▶ **Given request**
Print the listing below line for line, without changing a single character.

▶ **Data to use**

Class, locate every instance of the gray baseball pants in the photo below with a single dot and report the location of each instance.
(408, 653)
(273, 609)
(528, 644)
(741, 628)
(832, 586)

▶ **The reply**
Class, locate every instance of the gray baseball pants in the photo below with a single dot and report the location of each instance.
(408, 653)
(273, 609)
(528, 644)
(741, 628)
(832, 586)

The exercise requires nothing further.